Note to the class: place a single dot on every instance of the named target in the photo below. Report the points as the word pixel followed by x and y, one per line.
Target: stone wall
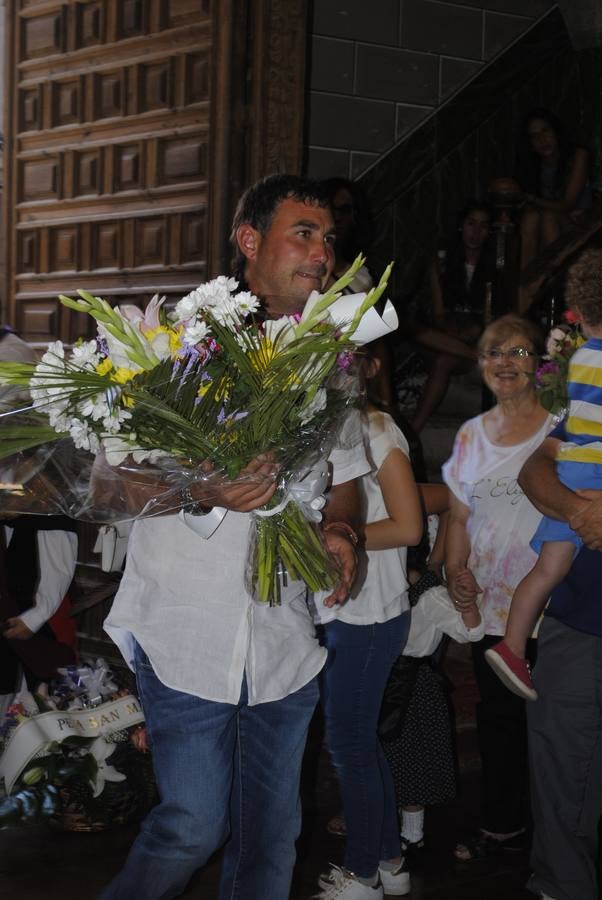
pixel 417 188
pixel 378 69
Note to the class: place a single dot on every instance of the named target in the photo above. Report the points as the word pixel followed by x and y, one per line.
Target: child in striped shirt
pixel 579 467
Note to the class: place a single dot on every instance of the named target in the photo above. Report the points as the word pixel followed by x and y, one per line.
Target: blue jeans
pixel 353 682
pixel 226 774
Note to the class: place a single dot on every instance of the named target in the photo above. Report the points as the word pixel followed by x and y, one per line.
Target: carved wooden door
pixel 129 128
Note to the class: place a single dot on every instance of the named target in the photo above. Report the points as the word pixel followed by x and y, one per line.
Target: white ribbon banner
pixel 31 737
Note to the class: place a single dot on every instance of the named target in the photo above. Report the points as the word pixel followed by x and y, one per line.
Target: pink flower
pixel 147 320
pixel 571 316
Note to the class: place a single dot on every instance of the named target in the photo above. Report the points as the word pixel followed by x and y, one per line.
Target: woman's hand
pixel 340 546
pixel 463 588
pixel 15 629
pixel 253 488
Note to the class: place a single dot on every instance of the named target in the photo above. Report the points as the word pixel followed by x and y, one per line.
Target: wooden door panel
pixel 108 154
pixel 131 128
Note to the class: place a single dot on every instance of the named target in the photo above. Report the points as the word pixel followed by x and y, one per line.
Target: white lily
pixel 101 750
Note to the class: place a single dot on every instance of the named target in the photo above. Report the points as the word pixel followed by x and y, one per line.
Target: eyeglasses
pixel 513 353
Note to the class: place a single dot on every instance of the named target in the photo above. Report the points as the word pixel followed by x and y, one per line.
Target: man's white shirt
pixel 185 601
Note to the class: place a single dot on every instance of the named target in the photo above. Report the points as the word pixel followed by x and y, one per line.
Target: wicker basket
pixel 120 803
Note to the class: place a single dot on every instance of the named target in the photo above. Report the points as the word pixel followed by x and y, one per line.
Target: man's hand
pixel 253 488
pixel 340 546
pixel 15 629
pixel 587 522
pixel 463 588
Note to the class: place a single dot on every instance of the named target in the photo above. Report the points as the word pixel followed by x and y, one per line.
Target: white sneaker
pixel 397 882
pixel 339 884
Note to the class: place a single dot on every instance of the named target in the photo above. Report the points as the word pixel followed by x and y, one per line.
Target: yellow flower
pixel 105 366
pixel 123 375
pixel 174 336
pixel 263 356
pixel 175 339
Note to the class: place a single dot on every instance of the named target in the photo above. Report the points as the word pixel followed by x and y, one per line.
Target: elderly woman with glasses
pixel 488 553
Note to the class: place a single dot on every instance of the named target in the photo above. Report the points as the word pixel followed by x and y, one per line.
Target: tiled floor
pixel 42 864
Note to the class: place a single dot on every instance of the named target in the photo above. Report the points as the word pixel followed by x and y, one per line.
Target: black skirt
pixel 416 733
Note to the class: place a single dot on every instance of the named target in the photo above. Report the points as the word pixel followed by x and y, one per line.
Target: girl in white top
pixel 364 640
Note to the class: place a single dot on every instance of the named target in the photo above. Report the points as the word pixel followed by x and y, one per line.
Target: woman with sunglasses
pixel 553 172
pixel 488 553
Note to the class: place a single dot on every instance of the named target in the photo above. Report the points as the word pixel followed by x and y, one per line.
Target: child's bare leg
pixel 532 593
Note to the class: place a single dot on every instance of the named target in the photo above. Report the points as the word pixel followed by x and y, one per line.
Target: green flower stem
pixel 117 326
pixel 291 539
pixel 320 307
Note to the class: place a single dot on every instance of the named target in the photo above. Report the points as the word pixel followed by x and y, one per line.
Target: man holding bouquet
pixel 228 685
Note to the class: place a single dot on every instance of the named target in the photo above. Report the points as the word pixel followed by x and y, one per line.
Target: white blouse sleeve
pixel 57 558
+ + + +
▶ **Work instructions**
All of the entries above should be duplicated exactly, except for the pictures.

▶ **Solution to the problem**
Note to the class: place a single dot on every instance of the named target in the photo below. Report the points as the word pixel followed by x and y, one per line.
Target: stone wall
pixel 417 188
pixel 378 69
Note to the class: place a single dot on every instance of the named target in the photo above. Report the points as the word pixel followed by x and y, one per line.
Target: child in striped shirt
pixel 579 467
Note to the class: place a single dot on every instance of the named target in the photo above. Report the points as the word pixel followed by x and y, one per line.
Target: blue jeans
pixel 353 682
pixel 226 774
Note to the class: place a single dot on every instance of the named target in the photo above. Report the points as the word pixel followed by x and y, one per line.
Target: carved wooden door
pixel 129 128
Note to the class: place a single dot on every instance of the named target in the photo above. Report the points as the word pixel followed by x and y, one per line.
Target: white ribbon banner
pixel 31 737
Note to the class: place a single dot on every instance of the named target in the photo above. Report the points as the word pixel followed by x and y, one per line.
Target: pink flower
pixel 147 320
pixel 571 316
Note to the class: place a single dot on every instance of the named target in the photo above. Report the points as the word pixel followed by x and y, one per line.
Target: woman's hand
pixel 340 546
pixel 463 588
pixel 15 629
pixel 253 488
Note to the class: place a single dot on every instance of the named target in the photo above. Report the points as the word pixel followed by x and y, one per line.
Target: wooden door panel
pixel 108 154
pixel 131 128
Note to the class: place a single dot on every instance of the named target in the photo above. Report the points as the word pixel followed by x and y, one per line.
Target: white lily
pixel 101 750
Note to the class: place a single dot on every instance of the named target in the photo above. Report the points as the word pixel followed by x and y, one per line.
Target: eyeglasses
pixel 513 353
Note to the class: place a single dot on every instance of the named target in the photo above. Report the points as the word pixel followed by x and y, one per line.
Target: man's white shirt
pixel 185 601
Note to the class: place a single dot on every instance of the named target in the photo above. Report the points as the word pixel followed by x and y, one per line.
Target: wicker basket
pixel 120 803
Note to the class: place a single dot on every instance of the named target in the photo above. Report the points as the word pixel followed by x and y, one per line.
Target: man's hand
pixel 253 488
pixel 340 546
pixel 15 629
pixel 587 522
pixel 463 588
Note to the class: place a single dot on every instance of the named target in the photo above. Report the points as the word pixel followed by x and y, one per line.
Target: white sneaker
pixel 397 882
pixel 339 884
Note to the class: place a single dot on every instance of the named target in the photo above. Report the points as the word pixel followed by x and y, one per line.
Target: yellow flower
pixel 105 366
pixel 123 375
pixel 174 336
pixel 263 356
pixel 175 339
Note to the class: place a single dot on every instance of the named target in the photo above. Report the points as the word pixel followed by x and y, one per line.
Target: elderly woman with glasses
pixel 488 553
Note to the class: place a single dot on every instance of the named target in the photo above. Report the points as the word pixel followed by x and y, one per line.
Target: tiled floor
pixel 42 864
Note to the class: place a single dot on every instance of the named target in the photo above. Report the points as the word pixel followed by x and y, one per line.
Target: black skirt
pixel 416 733
Note to the class: place a single dot on every instance of the named target in the photo above. Report the points as the word pixel followed by x and y, one per line.
Target: girl in white top
pixel 364 640
Note to the class: place a single dot on every instance of the named target in the photo above. Report the points as the word pixel followed by x and y, one per line.
Target: woman with sunglasses
pixel 553 172
pixel 488 553
Note to the class: place a single dot on every instance of the named target in the photo above. Report the points as the word pixel followed by x and y, one per line.
Target: child's bare leg
pixel 532 593
Note to the class: place a single dot on every instance of the named target in the photo above. Report the points as the word pixel followed by x and y, one per line.
Target: green flower stem
pixel 117 326
pixel 291 539
pixel 320 307
Note to the class: place a single dot on every instance of the named target in the photo above. Report the points as the word pixel followed by x and y, one per line.
Target: man holding bouquet
pixel 228 685
Note to the class: place a single dot on every instance of the named target in the photo above. Report the points as the word pixel followed by x and y, one per line.
Target: white blouse sleeve
pixel 57 558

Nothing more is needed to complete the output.